Convert the items below into a two-column CSV with the headers "text" and "answer", one row per item. Begin at the line that has "Labeling rule: each instance of the wooden cat" and continue through the end of the items, quoting each field and turning any line breaks inside it into spaces.
SUPPLIED MATERIAL start
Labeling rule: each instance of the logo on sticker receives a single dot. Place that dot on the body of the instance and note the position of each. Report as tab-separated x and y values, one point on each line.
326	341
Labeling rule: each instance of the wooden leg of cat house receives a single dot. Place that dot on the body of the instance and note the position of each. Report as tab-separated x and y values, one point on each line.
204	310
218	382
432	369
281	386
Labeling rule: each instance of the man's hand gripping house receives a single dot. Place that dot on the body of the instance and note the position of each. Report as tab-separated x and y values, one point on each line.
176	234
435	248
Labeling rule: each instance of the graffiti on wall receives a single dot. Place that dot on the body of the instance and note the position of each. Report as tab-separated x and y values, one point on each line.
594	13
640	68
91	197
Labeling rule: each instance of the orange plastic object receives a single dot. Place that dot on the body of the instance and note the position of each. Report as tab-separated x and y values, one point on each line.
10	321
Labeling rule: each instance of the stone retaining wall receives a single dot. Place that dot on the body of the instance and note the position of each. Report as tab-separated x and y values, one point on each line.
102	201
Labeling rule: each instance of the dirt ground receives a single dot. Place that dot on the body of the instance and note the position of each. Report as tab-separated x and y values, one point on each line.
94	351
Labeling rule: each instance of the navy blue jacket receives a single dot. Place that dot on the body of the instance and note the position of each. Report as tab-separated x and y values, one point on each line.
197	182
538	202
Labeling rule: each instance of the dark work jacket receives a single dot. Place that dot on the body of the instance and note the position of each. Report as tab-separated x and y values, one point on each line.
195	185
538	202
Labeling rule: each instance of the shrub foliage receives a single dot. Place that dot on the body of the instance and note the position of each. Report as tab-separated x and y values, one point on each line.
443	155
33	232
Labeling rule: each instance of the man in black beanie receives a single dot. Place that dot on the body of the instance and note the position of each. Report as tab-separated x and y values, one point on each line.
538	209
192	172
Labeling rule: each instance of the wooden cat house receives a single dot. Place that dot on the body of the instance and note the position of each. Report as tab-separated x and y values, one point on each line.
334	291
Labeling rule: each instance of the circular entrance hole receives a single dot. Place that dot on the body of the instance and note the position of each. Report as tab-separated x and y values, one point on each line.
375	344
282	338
SUPPLIED MATERIAL end
• **ANSWER TO THIS PROBLEM**:
text,answer
"Labeling rule: each instance of the wooden cat house receives a single dot. Place that dot on the body of the instance and note the position of each. Report as tab-separated x and y values, one point on each line.","334	291"
"Labeling rule: each instance of the circular entrance hole receives a single dot. Place that dot on the body of the instance and note the position of each. Report as tab-separated x and y values, one point on each line.","375	344 282	338"